**SUPPLIED MATERIAL**
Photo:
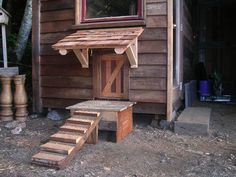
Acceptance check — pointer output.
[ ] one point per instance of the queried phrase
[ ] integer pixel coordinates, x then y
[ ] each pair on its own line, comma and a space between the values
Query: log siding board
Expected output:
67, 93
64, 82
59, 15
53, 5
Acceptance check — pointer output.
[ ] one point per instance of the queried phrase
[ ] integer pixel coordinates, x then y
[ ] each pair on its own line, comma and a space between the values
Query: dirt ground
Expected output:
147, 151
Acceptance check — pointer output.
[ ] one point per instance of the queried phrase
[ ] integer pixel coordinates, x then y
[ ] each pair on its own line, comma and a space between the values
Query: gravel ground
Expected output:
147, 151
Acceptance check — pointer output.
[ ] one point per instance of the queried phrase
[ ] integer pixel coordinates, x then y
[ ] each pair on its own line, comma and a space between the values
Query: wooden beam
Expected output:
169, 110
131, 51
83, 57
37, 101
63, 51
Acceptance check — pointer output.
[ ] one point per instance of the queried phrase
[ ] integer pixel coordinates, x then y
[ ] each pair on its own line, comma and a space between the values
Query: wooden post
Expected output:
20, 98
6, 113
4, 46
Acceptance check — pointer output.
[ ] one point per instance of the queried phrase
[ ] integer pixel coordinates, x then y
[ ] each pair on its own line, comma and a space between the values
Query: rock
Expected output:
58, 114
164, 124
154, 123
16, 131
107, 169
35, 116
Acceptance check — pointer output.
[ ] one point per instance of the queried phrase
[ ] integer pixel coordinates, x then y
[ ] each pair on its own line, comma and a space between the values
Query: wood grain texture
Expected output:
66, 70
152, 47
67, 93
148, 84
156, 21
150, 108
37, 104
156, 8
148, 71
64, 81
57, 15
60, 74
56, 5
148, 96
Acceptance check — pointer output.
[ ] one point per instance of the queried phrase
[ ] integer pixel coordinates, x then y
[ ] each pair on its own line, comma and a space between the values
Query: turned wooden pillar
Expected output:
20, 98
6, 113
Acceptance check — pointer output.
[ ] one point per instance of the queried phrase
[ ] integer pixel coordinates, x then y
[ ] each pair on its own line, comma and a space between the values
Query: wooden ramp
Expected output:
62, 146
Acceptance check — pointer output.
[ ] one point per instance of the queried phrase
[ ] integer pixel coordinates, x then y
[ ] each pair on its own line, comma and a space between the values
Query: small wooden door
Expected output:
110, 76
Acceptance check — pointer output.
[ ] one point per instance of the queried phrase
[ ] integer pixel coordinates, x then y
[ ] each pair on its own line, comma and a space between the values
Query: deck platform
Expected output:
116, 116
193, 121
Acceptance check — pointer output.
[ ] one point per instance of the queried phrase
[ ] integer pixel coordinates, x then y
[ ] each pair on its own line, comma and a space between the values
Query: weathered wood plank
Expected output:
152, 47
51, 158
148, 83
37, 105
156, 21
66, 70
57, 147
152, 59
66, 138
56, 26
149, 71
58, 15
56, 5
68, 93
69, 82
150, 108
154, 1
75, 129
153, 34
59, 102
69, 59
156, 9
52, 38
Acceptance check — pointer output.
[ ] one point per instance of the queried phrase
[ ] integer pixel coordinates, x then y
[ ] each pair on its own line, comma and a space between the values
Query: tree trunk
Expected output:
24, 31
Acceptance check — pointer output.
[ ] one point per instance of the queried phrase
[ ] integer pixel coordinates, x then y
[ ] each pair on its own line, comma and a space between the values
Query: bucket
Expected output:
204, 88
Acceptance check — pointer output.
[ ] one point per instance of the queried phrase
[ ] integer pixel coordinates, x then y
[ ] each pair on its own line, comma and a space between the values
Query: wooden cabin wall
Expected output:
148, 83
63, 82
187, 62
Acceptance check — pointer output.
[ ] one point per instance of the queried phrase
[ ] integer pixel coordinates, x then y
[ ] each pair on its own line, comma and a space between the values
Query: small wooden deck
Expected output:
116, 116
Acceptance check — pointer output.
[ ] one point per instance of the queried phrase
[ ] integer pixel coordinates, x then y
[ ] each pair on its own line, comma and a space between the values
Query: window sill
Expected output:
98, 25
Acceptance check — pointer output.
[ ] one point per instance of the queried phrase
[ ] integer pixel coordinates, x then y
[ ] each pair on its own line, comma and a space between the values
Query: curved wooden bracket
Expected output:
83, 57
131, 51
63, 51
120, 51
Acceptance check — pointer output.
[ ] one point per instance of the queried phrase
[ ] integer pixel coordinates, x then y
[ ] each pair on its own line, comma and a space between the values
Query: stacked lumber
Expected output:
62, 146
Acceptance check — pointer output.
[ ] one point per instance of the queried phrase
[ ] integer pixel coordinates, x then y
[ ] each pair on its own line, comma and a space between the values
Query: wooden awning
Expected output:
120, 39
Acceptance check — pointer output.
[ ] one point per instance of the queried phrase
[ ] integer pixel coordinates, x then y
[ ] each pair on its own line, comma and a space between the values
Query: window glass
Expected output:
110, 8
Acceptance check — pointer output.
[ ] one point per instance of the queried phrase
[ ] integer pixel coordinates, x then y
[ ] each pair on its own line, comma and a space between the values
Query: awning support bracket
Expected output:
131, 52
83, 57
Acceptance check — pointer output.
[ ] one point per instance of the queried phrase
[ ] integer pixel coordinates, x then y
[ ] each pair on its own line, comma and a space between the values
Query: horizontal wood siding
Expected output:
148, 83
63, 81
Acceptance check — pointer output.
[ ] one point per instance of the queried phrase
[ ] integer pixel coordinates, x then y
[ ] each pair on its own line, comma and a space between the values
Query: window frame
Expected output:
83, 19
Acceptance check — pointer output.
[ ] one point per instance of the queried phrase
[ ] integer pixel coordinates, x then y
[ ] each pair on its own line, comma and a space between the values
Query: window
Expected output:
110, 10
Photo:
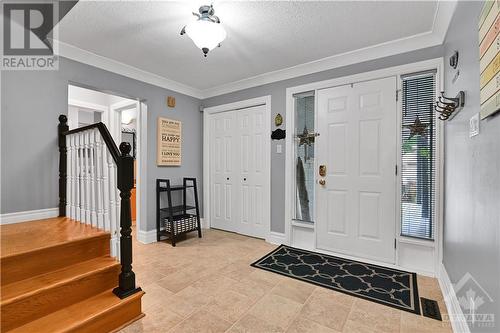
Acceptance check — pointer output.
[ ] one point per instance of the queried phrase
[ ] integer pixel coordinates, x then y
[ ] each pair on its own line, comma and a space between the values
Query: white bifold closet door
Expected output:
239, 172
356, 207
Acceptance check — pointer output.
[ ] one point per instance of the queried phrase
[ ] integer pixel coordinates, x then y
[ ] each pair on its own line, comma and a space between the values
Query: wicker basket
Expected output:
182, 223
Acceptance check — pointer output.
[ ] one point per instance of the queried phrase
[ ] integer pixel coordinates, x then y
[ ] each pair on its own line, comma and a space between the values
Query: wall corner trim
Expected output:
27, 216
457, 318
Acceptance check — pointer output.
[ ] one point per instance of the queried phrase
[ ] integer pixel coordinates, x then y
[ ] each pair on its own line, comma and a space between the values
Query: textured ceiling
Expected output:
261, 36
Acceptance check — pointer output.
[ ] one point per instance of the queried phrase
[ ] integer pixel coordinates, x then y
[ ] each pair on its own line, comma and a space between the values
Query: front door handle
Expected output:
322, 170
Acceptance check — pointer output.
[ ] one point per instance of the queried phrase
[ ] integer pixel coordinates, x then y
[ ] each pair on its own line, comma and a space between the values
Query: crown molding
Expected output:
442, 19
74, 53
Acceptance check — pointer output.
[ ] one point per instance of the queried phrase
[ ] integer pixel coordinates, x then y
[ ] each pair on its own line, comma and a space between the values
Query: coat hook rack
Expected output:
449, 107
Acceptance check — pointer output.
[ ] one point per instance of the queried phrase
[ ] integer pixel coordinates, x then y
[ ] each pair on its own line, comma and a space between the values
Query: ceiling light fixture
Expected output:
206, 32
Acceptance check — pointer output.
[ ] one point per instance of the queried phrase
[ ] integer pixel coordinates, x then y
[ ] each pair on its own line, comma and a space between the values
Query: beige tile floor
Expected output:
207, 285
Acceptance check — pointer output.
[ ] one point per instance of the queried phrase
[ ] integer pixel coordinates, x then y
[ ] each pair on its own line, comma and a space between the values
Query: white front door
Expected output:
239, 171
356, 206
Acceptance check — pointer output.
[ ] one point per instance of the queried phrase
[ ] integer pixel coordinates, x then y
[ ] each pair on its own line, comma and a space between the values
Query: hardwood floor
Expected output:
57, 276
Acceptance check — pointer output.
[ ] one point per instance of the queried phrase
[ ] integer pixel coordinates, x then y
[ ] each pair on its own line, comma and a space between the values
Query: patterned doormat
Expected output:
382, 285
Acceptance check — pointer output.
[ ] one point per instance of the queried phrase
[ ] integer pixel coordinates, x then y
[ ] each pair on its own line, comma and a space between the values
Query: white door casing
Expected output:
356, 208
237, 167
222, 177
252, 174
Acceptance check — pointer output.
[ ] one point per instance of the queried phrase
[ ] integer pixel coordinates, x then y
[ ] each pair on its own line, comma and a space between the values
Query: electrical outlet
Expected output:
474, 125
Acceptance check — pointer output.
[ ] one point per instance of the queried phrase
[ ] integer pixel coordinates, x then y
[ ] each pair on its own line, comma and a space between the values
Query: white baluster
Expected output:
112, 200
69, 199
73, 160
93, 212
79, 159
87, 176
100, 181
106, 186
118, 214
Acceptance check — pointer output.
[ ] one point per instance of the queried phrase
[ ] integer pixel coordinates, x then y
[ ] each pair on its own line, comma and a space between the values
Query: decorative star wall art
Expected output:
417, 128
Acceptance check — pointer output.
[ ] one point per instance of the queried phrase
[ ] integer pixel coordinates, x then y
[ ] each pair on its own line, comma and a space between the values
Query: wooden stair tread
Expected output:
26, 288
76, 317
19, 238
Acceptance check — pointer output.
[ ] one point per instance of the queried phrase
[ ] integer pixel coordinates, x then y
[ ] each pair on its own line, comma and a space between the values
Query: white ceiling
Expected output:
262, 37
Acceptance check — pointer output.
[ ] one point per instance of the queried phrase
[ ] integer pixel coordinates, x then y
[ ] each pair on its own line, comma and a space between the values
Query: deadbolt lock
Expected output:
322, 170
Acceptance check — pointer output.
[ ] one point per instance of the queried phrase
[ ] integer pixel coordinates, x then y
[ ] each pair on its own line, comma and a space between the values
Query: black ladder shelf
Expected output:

**ABOUT THIS TASK**
Go through the listing above and find each line containing the string "wall"; copy those lines.

**RESULT OF THE TASK**
Query: wooden cabin wall
Query: wall corner trim
Query: decorative star wall art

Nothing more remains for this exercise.